(Object outline annotations)
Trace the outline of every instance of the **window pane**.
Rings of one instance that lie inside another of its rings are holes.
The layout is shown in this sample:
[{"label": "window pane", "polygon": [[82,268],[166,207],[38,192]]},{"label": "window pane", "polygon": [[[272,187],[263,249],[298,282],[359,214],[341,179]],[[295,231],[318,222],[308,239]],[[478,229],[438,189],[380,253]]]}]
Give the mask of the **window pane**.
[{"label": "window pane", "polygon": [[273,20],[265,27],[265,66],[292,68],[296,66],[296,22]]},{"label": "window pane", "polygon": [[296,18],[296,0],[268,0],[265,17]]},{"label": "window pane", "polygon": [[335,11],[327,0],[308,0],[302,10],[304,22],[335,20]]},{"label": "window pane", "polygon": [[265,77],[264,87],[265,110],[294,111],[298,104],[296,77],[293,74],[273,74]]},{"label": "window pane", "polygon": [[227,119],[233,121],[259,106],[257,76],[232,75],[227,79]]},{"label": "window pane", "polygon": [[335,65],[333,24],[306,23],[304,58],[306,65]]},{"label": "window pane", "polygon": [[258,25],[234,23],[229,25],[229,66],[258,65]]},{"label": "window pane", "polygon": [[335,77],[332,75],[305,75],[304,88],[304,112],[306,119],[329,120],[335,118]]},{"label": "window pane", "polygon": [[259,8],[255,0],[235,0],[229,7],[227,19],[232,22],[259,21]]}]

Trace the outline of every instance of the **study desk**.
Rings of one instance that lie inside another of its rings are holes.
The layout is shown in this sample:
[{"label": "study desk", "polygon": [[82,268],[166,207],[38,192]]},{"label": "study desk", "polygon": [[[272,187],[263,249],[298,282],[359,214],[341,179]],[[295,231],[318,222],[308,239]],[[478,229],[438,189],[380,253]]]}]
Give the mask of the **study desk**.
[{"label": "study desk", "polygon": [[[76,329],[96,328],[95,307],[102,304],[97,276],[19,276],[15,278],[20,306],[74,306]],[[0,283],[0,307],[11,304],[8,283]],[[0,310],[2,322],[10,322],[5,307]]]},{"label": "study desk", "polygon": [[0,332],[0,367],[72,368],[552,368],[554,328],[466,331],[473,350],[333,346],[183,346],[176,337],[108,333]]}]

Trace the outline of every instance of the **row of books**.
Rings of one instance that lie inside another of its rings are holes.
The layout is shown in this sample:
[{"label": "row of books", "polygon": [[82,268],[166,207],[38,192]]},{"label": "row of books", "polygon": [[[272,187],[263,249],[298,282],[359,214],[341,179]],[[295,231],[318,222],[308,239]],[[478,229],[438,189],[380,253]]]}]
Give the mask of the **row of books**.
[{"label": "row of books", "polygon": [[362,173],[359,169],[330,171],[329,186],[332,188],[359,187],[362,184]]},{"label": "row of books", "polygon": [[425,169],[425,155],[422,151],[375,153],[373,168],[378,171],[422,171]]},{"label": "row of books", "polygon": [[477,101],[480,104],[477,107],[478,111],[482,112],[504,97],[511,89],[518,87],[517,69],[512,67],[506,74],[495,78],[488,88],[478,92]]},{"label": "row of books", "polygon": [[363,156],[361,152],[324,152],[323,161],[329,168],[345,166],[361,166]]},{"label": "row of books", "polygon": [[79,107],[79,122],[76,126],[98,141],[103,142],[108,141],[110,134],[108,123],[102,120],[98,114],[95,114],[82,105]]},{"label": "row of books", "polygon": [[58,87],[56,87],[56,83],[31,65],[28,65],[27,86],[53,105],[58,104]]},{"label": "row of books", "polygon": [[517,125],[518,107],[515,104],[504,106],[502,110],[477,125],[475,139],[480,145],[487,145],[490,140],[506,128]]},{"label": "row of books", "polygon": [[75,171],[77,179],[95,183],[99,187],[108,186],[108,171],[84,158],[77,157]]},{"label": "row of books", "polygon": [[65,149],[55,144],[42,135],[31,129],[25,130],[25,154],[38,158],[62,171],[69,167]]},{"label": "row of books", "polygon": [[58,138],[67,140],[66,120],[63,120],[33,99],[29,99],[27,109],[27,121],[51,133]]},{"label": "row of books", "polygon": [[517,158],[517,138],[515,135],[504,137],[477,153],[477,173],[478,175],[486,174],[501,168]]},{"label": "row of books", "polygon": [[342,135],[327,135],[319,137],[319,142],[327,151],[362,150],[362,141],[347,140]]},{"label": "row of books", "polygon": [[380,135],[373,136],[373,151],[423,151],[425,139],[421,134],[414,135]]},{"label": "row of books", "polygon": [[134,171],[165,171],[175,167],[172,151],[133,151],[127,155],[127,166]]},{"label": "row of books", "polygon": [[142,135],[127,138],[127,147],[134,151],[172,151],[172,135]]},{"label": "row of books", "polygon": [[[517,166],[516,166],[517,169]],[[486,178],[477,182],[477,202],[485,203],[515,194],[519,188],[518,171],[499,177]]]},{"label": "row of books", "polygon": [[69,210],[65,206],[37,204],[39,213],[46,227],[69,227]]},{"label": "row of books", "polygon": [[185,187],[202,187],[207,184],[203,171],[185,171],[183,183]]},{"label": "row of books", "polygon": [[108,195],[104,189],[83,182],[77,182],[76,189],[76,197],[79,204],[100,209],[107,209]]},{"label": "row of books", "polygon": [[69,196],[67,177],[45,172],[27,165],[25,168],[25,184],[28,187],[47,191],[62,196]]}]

### Your goal
Write out, word for word, the part of the entries from their first line through the line containing "Give the mask of the **window pane**.", with both ends included.

### Solution to this problem
Trace the outline of every instance of the **window pane**.
Rings of one instance that lie inside another of its rings are holes.
The layout is shown in this sample:
[{"label": "window pane", "polygon": [[82,268],[166,207],[38,192]]},{"label": "window pane", "polygon": [[[272,187],[263,249],[298,282],[359,214],[341,179]],[[295,231],[318,222],[308,239]],[[478,229],[438,189],[380,253]]]}]
Give the mask of the **window pane**.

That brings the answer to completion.